**Text block**:
The BCS is backing an open source initiative to promote the development of assistive technology.

Assistive technology is an area of computing closely related to accessibility and usability. It provides developers with an insight into usability that can be directly related to more mainstream software.

The technology includes equipment designed to assist people do anything from speak (for example, by using a synthesised voice), access a computer, control a TV, turn on the lights or generally live a full and independent life.

Typical assistive technology devices include text-to-speech screen readers, alternative keyboards and mice, head pointing devices, voice recognition software, and screen magnification software.

The Open Source Assistive Technology Software (Oats) project is a one-year pilot scheme. It was set up last year to provide a "one-stop shop" for end-users, clinicians and open source developers to meet, exchange notes, promote new ideas, develop new software and download reliable open source assistive technology software.

Given the emerging importance of assistive technology within the open source field, the BCS Open Source Specialist Group is supporting Oats as it comes to the end of its year-long evaluation. If successful, Oatsaims to become a self-supporting, ongoing web-based service.

The project develops and provides information on open source assistive technology programs to enable users to find appropriate software.

**Tasks and exercises**:
a - Answer these questions from the article on the Oats assistive technology project:
(i) What does the name Oats stand for?
(ii) How long does the Oats pilot scheme run?
(iii) Which BCS group is supporting Oats?
b - Write a continuation of the article on the Oats assistive technology project, starting after its final sentence.

**Given records**:
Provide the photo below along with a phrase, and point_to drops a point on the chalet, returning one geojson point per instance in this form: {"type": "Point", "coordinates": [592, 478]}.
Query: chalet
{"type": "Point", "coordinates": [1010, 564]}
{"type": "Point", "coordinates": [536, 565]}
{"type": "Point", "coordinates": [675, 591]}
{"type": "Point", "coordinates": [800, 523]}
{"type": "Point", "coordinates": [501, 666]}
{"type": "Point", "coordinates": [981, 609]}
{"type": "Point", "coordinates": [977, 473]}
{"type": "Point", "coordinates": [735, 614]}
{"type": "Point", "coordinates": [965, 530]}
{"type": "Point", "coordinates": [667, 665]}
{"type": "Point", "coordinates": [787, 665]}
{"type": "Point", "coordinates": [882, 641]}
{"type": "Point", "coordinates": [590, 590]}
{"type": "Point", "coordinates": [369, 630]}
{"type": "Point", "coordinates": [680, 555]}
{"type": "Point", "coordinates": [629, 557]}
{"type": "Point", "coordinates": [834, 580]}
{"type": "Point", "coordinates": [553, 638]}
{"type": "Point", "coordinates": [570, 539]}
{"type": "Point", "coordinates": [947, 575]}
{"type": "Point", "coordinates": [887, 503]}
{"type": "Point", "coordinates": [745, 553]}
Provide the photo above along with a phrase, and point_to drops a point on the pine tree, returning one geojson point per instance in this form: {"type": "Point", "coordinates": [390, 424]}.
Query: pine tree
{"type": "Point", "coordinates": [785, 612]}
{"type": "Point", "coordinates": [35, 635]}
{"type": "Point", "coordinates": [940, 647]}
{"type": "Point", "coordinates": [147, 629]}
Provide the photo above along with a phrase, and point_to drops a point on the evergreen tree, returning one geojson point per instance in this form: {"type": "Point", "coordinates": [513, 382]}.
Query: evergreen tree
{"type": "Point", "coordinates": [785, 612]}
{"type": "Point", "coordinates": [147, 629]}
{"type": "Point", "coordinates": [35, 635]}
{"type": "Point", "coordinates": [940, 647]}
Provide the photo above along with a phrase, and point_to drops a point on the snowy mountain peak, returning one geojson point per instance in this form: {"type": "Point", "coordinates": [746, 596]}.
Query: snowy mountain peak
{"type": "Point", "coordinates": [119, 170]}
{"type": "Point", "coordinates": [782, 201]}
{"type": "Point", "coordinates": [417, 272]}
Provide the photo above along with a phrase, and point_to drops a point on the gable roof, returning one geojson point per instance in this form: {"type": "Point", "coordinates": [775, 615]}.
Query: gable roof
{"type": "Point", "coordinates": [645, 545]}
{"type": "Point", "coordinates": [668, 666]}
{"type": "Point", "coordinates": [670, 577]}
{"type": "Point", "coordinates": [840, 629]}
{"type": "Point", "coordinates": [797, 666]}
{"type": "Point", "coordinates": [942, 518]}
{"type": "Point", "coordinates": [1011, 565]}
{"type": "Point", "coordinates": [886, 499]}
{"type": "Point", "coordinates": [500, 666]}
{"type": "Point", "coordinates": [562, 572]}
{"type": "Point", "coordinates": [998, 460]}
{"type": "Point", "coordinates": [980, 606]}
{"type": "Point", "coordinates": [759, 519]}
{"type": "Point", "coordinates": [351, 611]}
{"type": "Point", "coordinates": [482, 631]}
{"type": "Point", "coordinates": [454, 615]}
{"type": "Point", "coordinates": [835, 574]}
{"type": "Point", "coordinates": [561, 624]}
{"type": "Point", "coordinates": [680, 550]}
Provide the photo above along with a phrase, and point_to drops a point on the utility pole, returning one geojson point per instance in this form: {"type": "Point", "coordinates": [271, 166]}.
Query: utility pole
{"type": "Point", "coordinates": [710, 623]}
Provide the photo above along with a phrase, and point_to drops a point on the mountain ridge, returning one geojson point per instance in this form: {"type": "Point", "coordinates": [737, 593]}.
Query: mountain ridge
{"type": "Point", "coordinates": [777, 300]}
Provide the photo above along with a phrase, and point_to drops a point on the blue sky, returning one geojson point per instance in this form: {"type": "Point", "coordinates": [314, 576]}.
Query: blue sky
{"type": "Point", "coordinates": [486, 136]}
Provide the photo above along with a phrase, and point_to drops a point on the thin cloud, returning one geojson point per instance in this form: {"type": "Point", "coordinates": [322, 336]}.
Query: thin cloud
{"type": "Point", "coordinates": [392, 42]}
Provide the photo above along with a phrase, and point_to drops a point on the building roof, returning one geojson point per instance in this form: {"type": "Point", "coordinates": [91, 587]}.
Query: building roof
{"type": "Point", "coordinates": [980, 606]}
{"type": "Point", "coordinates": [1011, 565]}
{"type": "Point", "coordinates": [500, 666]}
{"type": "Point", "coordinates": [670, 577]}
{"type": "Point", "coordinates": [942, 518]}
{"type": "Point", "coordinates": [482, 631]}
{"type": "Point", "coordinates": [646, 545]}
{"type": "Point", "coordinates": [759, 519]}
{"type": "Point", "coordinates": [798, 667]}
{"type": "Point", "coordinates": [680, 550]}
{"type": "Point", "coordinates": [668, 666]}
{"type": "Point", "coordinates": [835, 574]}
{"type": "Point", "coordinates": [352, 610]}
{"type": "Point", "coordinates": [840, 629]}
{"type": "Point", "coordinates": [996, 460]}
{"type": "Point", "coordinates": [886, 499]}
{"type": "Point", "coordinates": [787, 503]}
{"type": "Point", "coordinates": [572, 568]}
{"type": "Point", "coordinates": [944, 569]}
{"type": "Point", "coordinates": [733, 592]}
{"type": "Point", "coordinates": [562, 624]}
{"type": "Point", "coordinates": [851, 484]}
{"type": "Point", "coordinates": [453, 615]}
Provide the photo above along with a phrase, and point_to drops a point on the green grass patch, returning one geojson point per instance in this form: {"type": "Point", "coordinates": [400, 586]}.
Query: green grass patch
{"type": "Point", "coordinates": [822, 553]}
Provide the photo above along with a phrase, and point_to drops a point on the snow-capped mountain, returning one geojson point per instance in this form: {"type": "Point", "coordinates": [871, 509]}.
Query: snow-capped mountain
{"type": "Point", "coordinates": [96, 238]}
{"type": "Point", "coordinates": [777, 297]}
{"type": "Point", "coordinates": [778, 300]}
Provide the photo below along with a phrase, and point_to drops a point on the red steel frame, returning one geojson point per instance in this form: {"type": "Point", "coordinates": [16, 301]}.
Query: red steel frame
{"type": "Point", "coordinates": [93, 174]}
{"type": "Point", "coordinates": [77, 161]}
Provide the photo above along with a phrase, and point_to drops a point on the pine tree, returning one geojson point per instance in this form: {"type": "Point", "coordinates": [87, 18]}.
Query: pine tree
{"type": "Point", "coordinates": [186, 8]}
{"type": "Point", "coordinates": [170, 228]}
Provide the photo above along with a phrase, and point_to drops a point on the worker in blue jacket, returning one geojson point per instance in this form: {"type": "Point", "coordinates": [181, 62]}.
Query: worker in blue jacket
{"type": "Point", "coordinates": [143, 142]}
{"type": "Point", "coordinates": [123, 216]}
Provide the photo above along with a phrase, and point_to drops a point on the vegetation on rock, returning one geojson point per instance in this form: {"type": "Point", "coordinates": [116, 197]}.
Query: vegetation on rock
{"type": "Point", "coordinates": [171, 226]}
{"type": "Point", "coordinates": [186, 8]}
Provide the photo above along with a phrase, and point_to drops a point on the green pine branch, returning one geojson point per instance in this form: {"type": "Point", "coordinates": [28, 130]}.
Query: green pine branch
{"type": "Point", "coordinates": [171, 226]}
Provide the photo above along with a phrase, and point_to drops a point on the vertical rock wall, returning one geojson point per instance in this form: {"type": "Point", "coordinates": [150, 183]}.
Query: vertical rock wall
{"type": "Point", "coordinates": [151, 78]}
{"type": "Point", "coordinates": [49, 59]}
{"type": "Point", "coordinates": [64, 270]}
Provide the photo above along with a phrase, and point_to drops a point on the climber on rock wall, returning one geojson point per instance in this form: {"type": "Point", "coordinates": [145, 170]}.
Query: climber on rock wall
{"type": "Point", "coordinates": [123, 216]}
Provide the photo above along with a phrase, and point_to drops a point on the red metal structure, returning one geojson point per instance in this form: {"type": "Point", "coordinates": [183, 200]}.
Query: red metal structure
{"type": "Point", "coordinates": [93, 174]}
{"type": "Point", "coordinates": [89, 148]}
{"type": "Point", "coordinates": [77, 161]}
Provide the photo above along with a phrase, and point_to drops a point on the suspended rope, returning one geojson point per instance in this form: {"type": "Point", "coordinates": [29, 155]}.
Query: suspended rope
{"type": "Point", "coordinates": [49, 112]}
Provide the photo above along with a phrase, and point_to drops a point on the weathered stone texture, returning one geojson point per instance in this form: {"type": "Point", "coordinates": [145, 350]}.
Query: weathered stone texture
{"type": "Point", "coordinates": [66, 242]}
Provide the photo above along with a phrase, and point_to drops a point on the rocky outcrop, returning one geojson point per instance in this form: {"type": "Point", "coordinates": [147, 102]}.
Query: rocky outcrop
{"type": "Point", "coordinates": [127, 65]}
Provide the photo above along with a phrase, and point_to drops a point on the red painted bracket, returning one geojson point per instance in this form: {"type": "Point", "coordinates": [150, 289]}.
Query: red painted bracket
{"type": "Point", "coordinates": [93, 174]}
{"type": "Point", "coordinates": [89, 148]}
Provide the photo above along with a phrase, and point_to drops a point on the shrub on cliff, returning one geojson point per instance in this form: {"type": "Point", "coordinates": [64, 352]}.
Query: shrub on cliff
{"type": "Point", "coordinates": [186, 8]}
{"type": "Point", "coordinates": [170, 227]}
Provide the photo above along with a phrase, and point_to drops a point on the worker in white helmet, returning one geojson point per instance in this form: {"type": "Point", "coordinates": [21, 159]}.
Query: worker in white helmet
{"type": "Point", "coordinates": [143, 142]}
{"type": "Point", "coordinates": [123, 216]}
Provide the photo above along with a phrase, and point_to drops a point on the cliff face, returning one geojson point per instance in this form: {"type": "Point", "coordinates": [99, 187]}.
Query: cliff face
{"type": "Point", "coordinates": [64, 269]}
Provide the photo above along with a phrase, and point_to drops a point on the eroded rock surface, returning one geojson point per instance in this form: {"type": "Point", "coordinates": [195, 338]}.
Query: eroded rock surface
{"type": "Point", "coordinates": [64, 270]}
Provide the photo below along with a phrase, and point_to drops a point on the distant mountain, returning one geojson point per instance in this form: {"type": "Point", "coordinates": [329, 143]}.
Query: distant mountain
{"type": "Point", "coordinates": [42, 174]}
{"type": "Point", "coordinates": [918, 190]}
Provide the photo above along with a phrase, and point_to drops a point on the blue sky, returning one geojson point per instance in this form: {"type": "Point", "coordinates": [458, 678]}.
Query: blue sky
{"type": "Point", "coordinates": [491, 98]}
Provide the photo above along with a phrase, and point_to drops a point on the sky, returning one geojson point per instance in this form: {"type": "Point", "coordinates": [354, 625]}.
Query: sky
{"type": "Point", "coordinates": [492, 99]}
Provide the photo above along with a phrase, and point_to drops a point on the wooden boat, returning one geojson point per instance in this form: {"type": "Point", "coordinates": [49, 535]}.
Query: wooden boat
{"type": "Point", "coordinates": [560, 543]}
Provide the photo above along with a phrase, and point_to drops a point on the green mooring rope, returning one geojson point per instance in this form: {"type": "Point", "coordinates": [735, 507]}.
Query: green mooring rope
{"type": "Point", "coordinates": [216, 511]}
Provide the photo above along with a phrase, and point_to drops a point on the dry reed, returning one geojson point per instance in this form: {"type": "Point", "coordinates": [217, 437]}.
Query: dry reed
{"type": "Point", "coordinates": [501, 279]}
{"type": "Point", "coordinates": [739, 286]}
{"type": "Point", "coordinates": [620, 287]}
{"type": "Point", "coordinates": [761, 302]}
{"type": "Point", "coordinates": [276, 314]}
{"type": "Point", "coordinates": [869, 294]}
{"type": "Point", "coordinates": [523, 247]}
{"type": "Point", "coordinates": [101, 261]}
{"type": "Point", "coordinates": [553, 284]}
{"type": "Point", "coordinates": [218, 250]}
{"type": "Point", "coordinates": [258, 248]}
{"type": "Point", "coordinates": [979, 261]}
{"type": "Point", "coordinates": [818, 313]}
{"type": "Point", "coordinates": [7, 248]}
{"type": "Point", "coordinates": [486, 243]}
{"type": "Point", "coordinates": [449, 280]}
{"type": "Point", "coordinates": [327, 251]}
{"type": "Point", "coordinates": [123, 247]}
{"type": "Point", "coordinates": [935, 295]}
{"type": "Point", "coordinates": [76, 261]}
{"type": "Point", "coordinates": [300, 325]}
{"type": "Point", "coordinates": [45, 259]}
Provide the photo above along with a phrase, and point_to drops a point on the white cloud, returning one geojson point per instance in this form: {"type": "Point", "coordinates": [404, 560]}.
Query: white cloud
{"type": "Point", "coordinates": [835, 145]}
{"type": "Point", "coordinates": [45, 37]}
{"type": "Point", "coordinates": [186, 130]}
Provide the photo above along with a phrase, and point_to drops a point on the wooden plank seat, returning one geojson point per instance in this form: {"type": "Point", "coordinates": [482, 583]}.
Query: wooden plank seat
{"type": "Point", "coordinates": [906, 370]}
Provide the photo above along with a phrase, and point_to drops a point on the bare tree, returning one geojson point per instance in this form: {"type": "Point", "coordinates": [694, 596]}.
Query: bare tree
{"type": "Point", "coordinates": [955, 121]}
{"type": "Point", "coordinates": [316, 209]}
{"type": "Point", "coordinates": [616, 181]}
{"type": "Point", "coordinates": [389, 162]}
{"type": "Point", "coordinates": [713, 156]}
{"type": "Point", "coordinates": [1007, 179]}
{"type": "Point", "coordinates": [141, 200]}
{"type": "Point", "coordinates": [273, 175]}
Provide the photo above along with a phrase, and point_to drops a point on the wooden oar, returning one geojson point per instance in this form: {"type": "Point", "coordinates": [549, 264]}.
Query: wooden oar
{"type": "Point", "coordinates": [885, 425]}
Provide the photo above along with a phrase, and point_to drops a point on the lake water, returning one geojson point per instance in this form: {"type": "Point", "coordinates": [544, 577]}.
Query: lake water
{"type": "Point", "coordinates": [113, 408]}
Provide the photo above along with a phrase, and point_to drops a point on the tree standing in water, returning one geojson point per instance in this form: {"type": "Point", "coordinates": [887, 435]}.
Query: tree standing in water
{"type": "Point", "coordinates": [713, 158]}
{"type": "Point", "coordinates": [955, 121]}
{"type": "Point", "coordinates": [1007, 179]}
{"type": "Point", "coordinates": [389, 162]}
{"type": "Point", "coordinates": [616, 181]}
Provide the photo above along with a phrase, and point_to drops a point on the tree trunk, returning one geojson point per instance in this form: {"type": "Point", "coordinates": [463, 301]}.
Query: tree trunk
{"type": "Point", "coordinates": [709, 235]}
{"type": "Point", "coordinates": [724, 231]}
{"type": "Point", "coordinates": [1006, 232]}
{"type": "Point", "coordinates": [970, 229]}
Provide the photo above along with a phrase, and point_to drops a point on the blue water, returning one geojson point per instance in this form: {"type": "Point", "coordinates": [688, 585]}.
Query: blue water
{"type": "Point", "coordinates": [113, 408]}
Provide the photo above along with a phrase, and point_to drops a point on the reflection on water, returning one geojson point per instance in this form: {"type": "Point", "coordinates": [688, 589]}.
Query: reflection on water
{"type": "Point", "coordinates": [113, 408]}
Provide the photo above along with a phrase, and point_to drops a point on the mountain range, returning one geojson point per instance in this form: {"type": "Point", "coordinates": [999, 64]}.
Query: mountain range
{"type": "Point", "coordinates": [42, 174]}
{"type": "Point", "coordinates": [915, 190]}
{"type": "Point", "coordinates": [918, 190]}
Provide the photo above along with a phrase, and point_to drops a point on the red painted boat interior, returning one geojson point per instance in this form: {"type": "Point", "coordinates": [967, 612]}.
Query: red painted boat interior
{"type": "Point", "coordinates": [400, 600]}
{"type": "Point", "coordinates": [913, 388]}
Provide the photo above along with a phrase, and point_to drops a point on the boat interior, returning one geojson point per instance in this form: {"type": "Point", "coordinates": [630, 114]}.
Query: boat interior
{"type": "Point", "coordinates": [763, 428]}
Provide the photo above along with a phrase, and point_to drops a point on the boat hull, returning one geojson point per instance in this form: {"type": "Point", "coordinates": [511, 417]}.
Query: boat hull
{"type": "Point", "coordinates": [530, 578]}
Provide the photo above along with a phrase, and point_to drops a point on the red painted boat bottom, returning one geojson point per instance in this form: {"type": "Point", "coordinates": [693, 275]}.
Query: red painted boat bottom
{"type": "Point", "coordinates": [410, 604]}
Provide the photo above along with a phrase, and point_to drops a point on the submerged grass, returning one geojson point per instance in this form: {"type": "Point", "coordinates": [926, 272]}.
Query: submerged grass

**Outputs in order**:
a -
(i) Open Source Assistive Technology Software
(ii) One year
(iii) The BCS Open Source Specialist Group

b -
It is hoped that the site will create a community of users who will find appropriate software, comment on it and feed back to the authors.

The nature of open source development allows easier customisation to users' needs - a likely requirement for people with unique needs as a result of a disability. The user is allowed a closer relationship with the developer and software can often be originated directly from specific users' needs. Open source is also a fertile ground for innovation, collaboration and standardisation.

As part of its support for the Oats project, the BCS Open Source Specialist Group will be holding a meeting dedicated to it in August.

The BCS Open Source Specialist Group exists to help demystify open source practice and its implications, to illuminate the pros and cons of open source and to act as a centre of expertise on open source within the BCS.